---- Provided entries
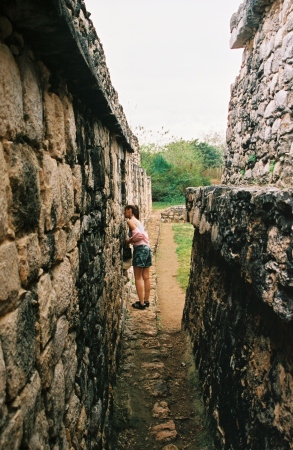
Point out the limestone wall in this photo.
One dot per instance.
(260, 121)
(68, 165)
(239, 300)
(239, 312)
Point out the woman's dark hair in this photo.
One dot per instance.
(135, 210)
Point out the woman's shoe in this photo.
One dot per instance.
(138, 305)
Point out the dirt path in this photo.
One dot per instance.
(156, 399)
(171, 296)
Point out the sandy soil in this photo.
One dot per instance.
(171, 296)
(157, 404)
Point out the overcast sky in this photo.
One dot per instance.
(170, 62)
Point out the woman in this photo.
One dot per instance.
(142, 256)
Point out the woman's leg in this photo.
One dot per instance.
(139, 282)
(147, 282)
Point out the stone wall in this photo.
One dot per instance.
(260, 121)
(239, 300)
(239, 312)
(68, 165)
--------
Reprint each of the records exactly and skip the images.

Expected answer:
Point out the limestone wall in this photo.
One dot per instance.
(260, 121)
(68, 165)
(239, 300)
(239, 312)
Point out the woman's dark hair in this photo.
One dot per instance.
(135, 210)
Point out the woman's shoe in this photo.
One dot per instance.
(138, 305)
Point out the dirt path in this photo.
One dot per instance.
(156, 399)
(171, 296)
Point out the sandy soil in this photo.
One dot per instance.
(171, 296)
(157, 404)
Point out the overcast sky in this photo.
One dot per instance.
(170, 62)
Point out the woman in this photo.
One dot per instance.
(142, 256)
Point out the woman's leg in this photo.
One dot per instance.
(139, 282)
(147, 282)
Point out the stone wall in this photo.
One dot per instance.
(260, 121)
(239, 300)
(239, 312)
(68, 165)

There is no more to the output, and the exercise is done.